# [STATED GOAL]
Starting with the line that contains "Go ahead, prove it: the green" and going on through the end of the rows, rewrite every line, requests included. Multiply each bounding-box coordinate in the replies by 2 and round it to a whole number, with halves rounded up, while leaving the numbers in the requests and their format samples unchanged.

# [DATA TO USE]
++++++++

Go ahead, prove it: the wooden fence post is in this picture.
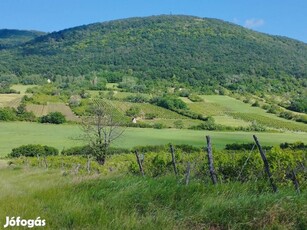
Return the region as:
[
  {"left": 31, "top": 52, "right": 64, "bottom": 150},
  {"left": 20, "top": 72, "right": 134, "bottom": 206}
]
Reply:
[
  {"left": 290, "top": 169, "right": 300, "bottom": 194},
  {"left": 185, "top": 162, "right": 191, "bottom": 185},
  {"left": 170, "top": 145, "right": 178, "bottom": 176},
  {"left": 44, "top": 156, "right": 48, "bottom": 169},
  {"left": 86, "top": 155, "right": 91, "bottom": 174},
  {"left": 206, "top": 136, "right": 217, "bottom": 184},
  {"left": 135, "top": 151, "right": 145, "bottom": 176},
  {"left": 253, "top": 135, "right": 278, "bottom": 192}
]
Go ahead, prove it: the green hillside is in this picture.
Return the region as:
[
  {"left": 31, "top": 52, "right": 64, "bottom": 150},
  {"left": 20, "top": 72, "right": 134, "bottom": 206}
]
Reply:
[
  {"left": 0, "top": 15, "right": 307, "bottom": 93},
  {"left": 0, "top": 29, "right": 46, "bottom": 49}
]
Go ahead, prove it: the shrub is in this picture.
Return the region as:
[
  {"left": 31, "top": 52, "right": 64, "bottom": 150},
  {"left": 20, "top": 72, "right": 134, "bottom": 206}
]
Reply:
[
  {"left": 252, "top": 101, "right": 260, "bottom": 107},
  {"left": 280, "top": 142, "right": 307, "bottom": 150},
  {"left": 126, "top": 106, "right": 141, "bottom": 117},
  {"left": 125, "top": 94, "right": 149, "bottom": 103},
  {"left": 225, "top": 143, "right": 273, "bottom": 150},
  {"left": 0, "top": 107, "right": 18, "bottom": 121},
  {"left": 153, "top": 123, "right": 165, "bottom": 129},
  {"left": 61, "top": 145, "right": 92, "bottom": 156},
  {"left": 150, "top": 95, "right": 188, "bottom": 110},
  {"left": 188, "top": 94, "right": 203, "bottom": 102},
  {"left": 40, "top": 112, "right": 66, "bottom": 124},
  {"left": 9, "top": 144, "right": 59, "bottom": 157},
  {"left": 174, "top": 120, "right": 184, "bottom": 129},
  {"left": 145, "top": 113, "right": 157, "bottom": 120},
  {"left": 61, "top": 145, "right": 131, "bottom": 156}
]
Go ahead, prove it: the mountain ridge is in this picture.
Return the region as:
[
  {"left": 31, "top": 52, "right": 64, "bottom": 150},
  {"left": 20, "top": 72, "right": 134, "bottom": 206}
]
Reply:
[{"left": 0, "top": 15, "right": 307, "bottom": 94}]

++++++++

# [SOLUTION TO THIS PROBLEM]
Go ahead, prove it: the green hillside is in this picture.
Return the region as:
[
  {"left": 31, "top": 52, "right": 64, "bottom": 150},
  {"left": 20, "top": 72, "right": 134, "bottom": 206}
]
Reply:
[
  {"left": 0, "top": 30, "right": 614, "bottom": 186},
  {"left": 0, "top": 58, "right": 92, "bottom": 98}
]
Go ahead, prove it: the shrub is in this picture.
Return the region as:
[
  {"left": 31, "top": 52, "right": 64, "bottom": 150},
  {"left": 20, "top": 72, "right": 134, "bottom": 206}
]
Reply:
[
  {"left": 504, "top": 202, "right": 520, "bottom": 214},
  {"left": 560, "top": 284, "right": 614, "bottom": 300},
  {"left": 252, "top": 212, "right": 282, "bottom": 234},
  {"left": 250, "top": 188, "right": 298, "bottom": 206},
  {"left": 450, "top": 286, "right": 546, "bottom": 300},
  {"left": 0, "top": 214, "right": 36, "bottom": 242},
  {"left": 306, "top": 246, "right": 330, "bottom": 258},
  {"left": 122, "top": 290, "right": 184, "bottom": 312},
  {"left": 300, "top": 190, "right": 376, "bottom": 220},
  {"left": 376, "top": 188, "right": 406, "bottom": 204},
  {"left": 80, "top": 224, "right": 132, "bottom": 248},
  {"left": 18, "top": 288, "right": 118, "bottom": 314},
  {"left": 348, "top": 240, "right": 368, "bottom": 258},
  {"left": 290, "top": 226, "right": 314, "bottom": 240},
  {"left": 122, "top": 290, "right": 262, "bottom": 312}
]
Go ahead, prove it: the mountain ridge is in this picture.
Return the region as:
[
  {"left": 31, "top": 52, "right": 64, "bottom": 150},
  {"left": 20, "top": 72, "right": 134, "bottom": 206}
]
Reply:
[{"left": 0, "top": 30, "right": 614, "bottom": 188}]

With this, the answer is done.